→ **Texto del documento**:
——
L a irritabilidad con la que algunos ejercen su actividad profesional es de nota. Hay casos en todos los sectores y, lejos de contenerse, parece que va a más. No se trata solo de las condiciones laborales, ni de la mucha o poca motivación con la que desempeñamos nuestros respectivos trabajos. Es más bien una cuestión de actitud y de tacto personal. No es de recibo que un médico atienda a su paciente sin mirarle siquiera a la cara, cuando lo que más necesita en esos momentos es, precisamente, su complicidad y unas palabras de sosiego. O que un camarero te responda con aire desabrido y un mohín de perdonavidas nada más pedirle un simple café. O que un taxista vocifere en medio de un atasco mientras tú te arrepientes desde el asiento de atrás de haber subido a ese vehículo. Son solo tres ejemplos de los que, a buen seguro, muchos hemos sido testigos mudos. Pero lo que sí hay en todos esos casos es el mismo denominador común: la falta de educación.

El engreimiento es un mal que acecha a demasiada gente y que lleva a quien lo ejerce a la estupidez, que es un mal muy de ahora y que cala a poco que te descuides. No entiendo a esas personas que, desde una absurda vanidad y con gesto altanero, tratan de imponerse sobre el común de los mortales. Esa forma de ir por la vida y de comportarse ante los demás, ya sea en el interior de un taxi, en la consulta de un especialista médico o en la barra de un bar, evidencia que la crisis de valores sigue latiendo en cada esquina para morbo de unos cuantos.

Y todo, créanme, radica en esa ausencia vital que es la educación de cada uno en su acepción más amplia. Una virtud personal e innata que no viene explicada en los libros de texto porque, sencillamente, se aprende en el núcleo familiar y en nuestras relaciones interpersonales. Por ello, la asignatura pendiente que aún arrastramos como sociedad es la hipócrita creencia de que, mirando al prójimo por encima del hombro, seremos más fuertes cuando la realidad es que nos hace más vulnerables y, por supuesto, estúpidos.
——
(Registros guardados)
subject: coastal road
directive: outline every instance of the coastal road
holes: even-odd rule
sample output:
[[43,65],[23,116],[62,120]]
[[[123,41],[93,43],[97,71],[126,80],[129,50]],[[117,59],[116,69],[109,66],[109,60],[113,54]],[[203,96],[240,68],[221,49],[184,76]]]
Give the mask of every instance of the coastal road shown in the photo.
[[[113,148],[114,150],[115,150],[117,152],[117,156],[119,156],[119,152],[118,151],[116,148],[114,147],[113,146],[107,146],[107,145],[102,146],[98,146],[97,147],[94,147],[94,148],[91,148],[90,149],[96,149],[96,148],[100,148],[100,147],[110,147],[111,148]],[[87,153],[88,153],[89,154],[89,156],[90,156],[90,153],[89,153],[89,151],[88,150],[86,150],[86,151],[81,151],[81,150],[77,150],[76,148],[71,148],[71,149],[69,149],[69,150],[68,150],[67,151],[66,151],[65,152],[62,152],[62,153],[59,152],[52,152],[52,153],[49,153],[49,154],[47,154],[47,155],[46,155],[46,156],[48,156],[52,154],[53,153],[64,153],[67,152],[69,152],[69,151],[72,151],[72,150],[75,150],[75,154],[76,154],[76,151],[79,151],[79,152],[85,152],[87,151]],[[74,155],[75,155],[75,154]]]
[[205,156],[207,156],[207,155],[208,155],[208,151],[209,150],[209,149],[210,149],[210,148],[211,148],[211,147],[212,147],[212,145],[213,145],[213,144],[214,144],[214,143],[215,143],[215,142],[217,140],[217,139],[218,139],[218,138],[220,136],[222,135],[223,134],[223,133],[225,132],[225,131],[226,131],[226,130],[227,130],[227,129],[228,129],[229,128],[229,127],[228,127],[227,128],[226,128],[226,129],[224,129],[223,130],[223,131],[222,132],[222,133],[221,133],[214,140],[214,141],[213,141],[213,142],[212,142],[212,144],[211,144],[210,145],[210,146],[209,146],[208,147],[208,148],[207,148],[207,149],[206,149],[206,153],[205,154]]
——
→ **Trabajo requerido**:
1. Según el texto sobre la falta de educación, ¿qué denominador común tienen los casos del médico, el camarero y el taxista?
2. Indica si cada una de estas afirmaciones coincide con el texto sobre la falta de educación y cita las palabras que lo deciden: (a) la educación de cada uno se aprende en la familia y en el trato con los demás; (b) los casos de irritabilidad se limitan a unos pocos sectores; (c) mirar al prójimo por encima del hombro nos hace más fuertes.

→ **Respuestas por número**:
1. La falta de educación.

2.
(a) Sí: "se aprende en el núcleo familiar y en nuestras relaciones interpersonales".
(b) No: "Hay casos en todos los sectores".
(c) No: "la realidad es que nos hace más vulnerables y, por supuesto, estúpidos".